- Problem description -
From the entries below, copy every line holding the word "floral".

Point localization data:
════════════════

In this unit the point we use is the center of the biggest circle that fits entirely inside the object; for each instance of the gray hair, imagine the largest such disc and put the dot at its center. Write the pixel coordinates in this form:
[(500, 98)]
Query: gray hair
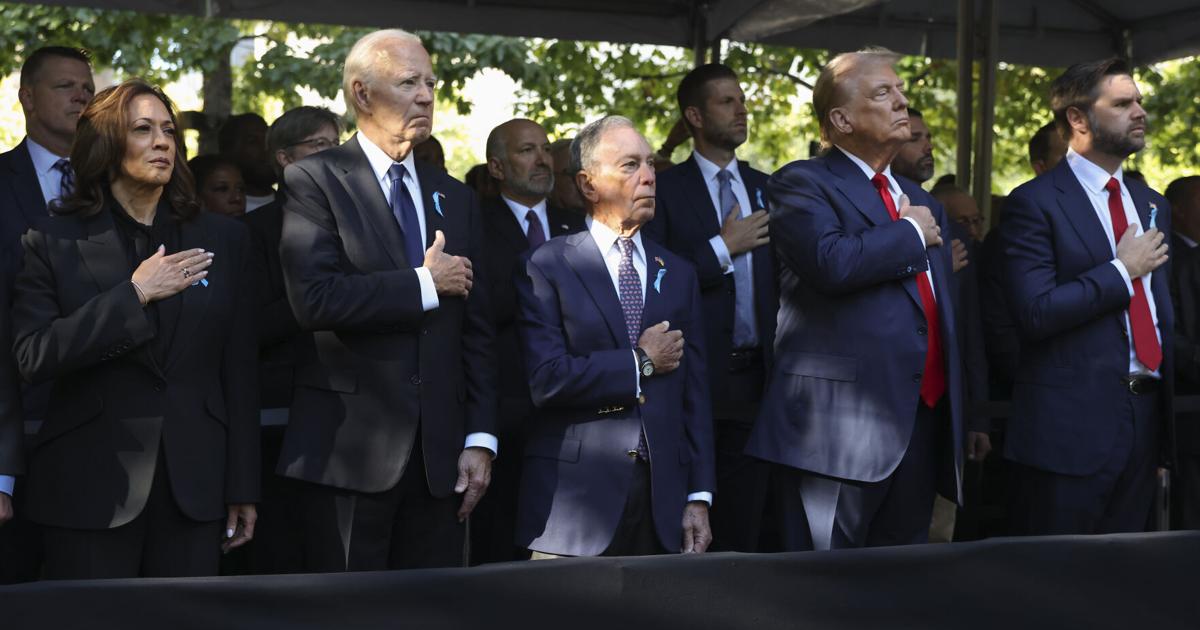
[(583, 147), (364, 61)]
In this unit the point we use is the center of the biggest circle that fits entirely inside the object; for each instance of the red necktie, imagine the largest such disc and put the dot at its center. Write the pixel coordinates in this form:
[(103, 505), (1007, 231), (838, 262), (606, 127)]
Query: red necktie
[(1145, 340), (933, 383)]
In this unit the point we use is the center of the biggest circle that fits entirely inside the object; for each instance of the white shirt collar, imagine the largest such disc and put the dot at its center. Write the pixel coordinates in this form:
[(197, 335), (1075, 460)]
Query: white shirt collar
[(382, 162), (870, 173), (708, 169), (43, 160), (606, 238), (1090, 174)]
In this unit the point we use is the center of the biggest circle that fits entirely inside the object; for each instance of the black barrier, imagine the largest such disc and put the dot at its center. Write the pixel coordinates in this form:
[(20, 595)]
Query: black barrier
[(1134, 581)]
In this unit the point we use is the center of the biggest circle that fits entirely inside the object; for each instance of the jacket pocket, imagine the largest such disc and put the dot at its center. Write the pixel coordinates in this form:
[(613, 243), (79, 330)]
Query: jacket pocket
[(563, 449), (828, 366)]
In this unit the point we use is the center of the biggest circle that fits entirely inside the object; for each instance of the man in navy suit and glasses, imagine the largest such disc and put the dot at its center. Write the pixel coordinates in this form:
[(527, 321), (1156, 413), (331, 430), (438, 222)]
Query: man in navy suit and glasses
[(864, 409), (1084, 251), (618, 459), (711, 210)]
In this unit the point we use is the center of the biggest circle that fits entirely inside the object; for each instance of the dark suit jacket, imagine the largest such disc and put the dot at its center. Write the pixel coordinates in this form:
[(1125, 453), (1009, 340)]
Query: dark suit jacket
[(1186, 297), (684, 221), (851, 343), (381, 366), (1069, 305), (78, 324), (280, 337), (22, 205), (503, 250), (583, 381)]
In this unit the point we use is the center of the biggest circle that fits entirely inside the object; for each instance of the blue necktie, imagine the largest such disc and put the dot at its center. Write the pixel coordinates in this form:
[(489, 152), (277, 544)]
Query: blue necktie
[(406, 215), (631, 307), (745, 330)]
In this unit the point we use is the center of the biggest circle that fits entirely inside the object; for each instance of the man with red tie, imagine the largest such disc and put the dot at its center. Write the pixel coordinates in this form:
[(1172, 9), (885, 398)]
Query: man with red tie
[(863, 413), (1083, 251)]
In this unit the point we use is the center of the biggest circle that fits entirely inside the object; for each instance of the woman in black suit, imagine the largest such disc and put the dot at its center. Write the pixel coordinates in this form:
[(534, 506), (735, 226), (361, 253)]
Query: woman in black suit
[(138, 309)]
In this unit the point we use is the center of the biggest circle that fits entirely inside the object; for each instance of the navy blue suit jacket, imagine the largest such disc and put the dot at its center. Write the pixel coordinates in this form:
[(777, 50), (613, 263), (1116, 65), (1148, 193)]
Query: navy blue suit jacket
[(583, 382), (851, 342), (1069, 305), (684, 221)]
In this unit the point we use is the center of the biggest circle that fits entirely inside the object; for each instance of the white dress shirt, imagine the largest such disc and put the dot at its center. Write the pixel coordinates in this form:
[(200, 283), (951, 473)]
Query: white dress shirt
[(610, 250), (895, 192), (381, 163), (1093, 179), (49, 178), (521, 211), (708, 171)]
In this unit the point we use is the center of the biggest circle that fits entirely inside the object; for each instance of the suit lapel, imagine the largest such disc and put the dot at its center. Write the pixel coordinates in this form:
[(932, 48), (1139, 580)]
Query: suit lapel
[(193, 234), (358, 179), (857, 187), (1078, 208), (583, 257), (696, 190), (432, 202)]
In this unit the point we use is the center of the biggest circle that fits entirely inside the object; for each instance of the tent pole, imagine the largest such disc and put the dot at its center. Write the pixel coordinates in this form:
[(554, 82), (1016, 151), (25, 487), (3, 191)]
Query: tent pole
[(965, 97), (982, 187)]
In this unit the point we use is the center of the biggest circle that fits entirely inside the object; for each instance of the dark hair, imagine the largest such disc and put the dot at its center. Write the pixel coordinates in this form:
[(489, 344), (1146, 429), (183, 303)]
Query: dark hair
[(1079, 87), (39, 58), (694, 88), (99, 150), (1039, 144), (233, 129), (294, 126), (203, 167)]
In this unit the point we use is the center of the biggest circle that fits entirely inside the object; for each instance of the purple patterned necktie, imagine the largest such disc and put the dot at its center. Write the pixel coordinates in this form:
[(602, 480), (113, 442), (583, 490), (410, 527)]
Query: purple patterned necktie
[(630, 291), (534, 234)]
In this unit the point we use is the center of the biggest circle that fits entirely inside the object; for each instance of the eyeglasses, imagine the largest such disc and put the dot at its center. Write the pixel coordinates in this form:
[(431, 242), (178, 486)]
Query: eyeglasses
[(319, 144)]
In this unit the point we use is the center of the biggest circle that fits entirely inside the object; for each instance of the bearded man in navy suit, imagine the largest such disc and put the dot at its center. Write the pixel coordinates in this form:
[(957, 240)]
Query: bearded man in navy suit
[(864, 409), (619, 453)]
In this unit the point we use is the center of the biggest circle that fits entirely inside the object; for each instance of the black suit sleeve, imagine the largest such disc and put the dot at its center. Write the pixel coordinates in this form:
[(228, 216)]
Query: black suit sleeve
[(49, 343), (239, 382), (325, 291)]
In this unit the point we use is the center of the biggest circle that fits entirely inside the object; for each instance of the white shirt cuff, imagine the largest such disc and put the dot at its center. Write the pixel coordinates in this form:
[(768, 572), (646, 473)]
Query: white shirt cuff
[(917, 227), (1125, 275), (484, 441), (723, 253), (429, 291)]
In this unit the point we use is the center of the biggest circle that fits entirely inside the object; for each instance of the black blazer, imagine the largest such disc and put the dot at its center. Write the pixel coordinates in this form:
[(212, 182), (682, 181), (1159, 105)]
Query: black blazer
[(503, 250), (684, 221), (280, 339), (381, 366), (77, 324)]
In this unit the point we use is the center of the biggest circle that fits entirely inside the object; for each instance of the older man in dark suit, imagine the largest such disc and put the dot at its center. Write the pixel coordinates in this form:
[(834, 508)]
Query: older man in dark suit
[(864, 411), (519, 220), (1083, 249), (395, 408), (619, 454), (712, 211)]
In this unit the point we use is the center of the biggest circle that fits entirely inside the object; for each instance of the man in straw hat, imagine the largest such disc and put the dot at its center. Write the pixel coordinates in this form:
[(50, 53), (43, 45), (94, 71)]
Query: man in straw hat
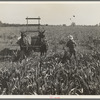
[(71, 44), (24, 45)]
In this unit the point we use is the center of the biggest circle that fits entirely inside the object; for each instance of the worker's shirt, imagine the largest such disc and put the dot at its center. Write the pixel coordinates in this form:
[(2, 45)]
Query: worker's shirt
[(71, 44)]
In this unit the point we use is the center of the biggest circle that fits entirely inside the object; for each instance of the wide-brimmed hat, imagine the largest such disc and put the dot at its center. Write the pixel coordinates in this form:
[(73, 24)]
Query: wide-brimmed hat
[(23, 34), (70, 37)]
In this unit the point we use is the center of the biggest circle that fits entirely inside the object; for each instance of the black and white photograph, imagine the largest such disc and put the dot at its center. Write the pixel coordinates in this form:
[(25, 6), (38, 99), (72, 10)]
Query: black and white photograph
[(49, 48)]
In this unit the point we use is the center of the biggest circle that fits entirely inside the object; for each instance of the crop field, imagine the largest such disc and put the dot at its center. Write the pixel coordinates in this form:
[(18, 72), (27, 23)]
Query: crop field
[(46, 75)]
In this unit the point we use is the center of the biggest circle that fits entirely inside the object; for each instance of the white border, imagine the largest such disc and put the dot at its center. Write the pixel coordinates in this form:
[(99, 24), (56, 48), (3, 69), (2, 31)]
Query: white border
[(49, 96)]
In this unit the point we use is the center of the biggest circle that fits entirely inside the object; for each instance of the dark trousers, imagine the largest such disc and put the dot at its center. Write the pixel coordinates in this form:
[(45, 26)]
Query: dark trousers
[(72, 53)]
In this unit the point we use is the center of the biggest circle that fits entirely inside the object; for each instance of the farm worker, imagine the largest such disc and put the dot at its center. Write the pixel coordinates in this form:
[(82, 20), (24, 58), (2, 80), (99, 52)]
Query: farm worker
[(41, 34), (24, 44), (71, 44)]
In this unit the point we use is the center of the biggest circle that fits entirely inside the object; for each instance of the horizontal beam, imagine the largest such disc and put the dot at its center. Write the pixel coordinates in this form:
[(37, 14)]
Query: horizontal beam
[(33, 18), (32, 31), (33, 24)]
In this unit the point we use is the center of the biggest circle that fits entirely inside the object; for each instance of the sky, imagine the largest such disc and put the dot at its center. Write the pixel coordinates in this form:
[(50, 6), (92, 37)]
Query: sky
[(52, 13)]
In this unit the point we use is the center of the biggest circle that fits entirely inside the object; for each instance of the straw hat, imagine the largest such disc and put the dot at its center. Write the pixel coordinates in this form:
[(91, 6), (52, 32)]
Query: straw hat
[(70, 37)]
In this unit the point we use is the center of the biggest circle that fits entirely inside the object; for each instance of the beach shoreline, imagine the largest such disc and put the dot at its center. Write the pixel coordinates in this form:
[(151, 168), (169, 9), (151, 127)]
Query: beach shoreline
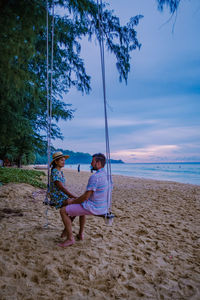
[(150, 252)]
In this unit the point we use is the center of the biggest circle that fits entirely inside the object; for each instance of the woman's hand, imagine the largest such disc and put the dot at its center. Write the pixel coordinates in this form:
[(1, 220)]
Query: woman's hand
[(70, 201)]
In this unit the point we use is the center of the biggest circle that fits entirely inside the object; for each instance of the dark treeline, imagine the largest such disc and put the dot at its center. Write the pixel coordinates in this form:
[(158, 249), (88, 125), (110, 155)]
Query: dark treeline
[(23, 38)]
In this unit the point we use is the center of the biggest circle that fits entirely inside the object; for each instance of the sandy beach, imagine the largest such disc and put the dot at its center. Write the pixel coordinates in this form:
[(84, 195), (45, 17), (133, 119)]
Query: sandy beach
[(152, 250)]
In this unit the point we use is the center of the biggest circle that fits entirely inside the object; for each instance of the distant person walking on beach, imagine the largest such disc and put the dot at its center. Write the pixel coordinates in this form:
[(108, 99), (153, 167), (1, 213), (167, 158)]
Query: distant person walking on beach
[(92, 202), (58, 192)]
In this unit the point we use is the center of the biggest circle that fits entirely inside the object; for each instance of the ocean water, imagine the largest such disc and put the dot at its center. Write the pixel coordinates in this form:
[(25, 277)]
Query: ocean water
[(179, 172)]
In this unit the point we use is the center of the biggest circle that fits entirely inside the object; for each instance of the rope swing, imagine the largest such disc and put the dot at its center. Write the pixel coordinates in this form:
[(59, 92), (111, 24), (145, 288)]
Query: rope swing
[(109, 216)]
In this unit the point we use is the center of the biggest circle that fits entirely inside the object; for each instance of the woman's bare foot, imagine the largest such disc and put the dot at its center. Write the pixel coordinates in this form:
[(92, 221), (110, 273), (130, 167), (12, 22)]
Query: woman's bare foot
[(67, 243), (64, 233), (80, 236)]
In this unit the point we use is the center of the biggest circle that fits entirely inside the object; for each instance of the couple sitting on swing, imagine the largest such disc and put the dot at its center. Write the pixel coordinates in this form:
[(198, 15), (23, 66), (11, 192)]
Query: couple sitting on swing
[(92, 202)]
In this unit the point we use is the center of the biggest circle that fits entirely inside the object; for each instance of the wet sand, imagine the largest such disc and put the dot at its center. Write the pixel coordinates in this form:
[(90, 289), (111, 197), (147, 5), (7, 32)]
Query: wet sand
[(152, 250)]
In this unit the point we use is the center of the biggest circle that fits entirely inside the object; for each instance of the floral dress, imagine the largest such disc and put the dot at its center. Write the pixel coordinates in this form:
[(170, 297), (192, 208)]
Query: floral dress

════════════════

- Your response -
In this unit the point we use is the center of the biggest circle that fits entirely inside the object; for each instance of the floral dress, imagine the largest such disc and put the dot at its center. Write the pixel coordinates in this form:
Query: floral dress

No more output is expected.